Document passage –
[Paper Notes] Discovering state-of-the-art reinforcement learning algorithms

10 minute read

Published:

This post supports English / 中文 switching via the site language toggle in the top navigation.

TL;DR

DiscoRL turns RL algorithm design itself into a meta-learning problem. Instead of hand-writing TD targets, policy losses, or auxiliary objectives, the paper learns a meta-network that emits update targets for an agent’s policy and internal predictions.

This is not “meta-RL” in the usual fast-adaptation sense. The thing being meta-learned is the learning rule itself.

The headline result is strong:

  • Disco57 reaches IQM 13.86 on Atari, outperforming prior hand-designed RL rules on this benchmark
  • The discovered rule also transfers to unseen benchmarks such as ProcGen, Crafter, and NetHack
  • A broader discovery run, Disco103, gets even stronger by training on a more diverse set of environments

The big message is that RL algorithm discovery can scale with environment diversity and compute, much like model pretraining scales with data.

Given information –
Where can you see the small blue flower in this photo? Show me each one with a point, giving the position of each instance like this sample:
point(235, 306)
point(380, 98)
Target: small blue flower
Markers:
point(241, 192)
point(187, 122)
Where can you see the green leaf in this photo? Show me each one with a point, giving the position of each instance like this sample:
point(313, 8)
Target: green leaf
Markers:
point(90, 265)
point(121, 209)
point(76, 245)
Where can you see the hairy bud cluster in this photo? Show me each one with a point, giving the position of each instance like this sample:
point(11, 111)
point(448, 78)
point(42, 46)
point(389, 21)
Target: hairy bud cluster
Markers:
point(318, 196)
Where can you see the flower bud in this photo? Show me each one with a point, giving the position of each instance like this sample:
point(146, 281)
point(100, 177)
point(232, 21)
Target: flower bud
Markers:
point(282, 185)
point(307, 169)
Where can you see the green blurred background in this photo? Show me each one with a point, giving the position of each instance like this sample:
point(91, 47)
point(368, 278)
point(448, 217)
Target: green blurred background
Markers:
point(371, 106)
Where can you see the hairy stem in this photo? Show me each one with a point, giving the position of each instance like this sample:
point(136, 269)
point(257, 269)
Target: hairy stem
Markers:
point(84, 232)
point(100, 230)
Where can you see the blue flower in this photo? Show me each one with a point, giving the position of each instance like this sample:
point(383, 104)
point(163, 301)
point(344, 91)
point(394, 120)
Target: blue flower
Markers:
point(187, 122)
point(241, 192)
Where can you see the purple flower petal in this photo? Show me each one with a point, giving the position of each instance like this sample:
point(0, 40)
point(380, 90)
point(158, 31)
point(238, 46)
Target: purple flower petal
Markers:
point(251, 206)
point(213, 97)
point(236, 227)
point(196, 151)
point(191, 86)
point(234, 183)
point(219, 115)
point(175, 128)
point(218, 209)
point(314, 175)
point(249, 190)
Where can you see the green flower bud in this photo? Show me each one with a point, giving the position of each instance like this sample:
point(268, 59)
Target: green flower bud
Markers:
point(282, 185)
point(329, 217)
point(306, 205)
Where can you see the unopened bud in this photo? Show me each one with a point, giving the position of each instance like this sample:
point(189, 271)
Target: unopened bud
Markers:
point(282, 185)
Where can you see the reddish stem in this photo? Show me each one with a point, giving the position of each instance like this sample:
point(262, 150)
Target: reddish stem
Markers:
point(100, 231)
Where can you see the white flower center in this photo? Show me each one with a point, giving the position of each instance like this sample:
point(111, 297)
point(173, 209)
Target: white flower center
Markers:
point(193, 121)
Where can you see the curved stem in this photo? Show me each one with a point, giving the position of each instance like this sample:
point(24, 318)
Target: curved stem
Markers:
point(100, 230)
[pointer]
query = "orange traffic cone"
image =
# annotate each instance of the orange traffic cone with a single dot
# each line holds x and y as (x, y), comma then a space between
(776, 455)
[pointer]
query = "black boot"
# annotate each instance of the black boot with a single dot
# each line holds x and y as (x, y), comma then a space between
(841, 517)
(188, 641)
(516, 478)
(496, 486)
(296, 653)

Instruction – Extend the DiscoRL paper notes, starting right after their final sentence. The rows are separate material and are not part of the DiscoRL paper notes.

Expected answer –
Paper Info

  • Title: Discovering state-of-the-art reinforcement learning algorithms
  • Authors: Junhyuk Oh, Gregory Farquhar, Iurii Kemaev, Dan A. Calian, Matteo Hessel, Luisa Zintgraf, Satinder Singh, Hado van Hasselt, David Silver
  • Affiliation: Google DeepMind
  • Venue: Nature, Vol. 648, 11 December 2025 issue
  • Published online: 2025-10-22
  • DOI: 10.1038/s41586-025-09761-x
  • Code: google-deepmind/disco_rl

1. Motivation

Most RL progress still comes from humans inventing better update rules: TD learning, Q-learning, PPO, auxiliary losses, distributional targets, and so on. Previous “automatic discovery” work usually searched a much narrower space:

  • tune a few hyperparameters
  • learn a scalar objective
  • meta-train in toy environments

This paper asks a more ambitious question:

Can we directly discover the RL rule that updates the agent, using only the cumulative experience of many agents interacting with complex environments?

That framing is what makes the paper interesting. It is not just learning a better policy. It is trying to learn how policies and predictions should be learned.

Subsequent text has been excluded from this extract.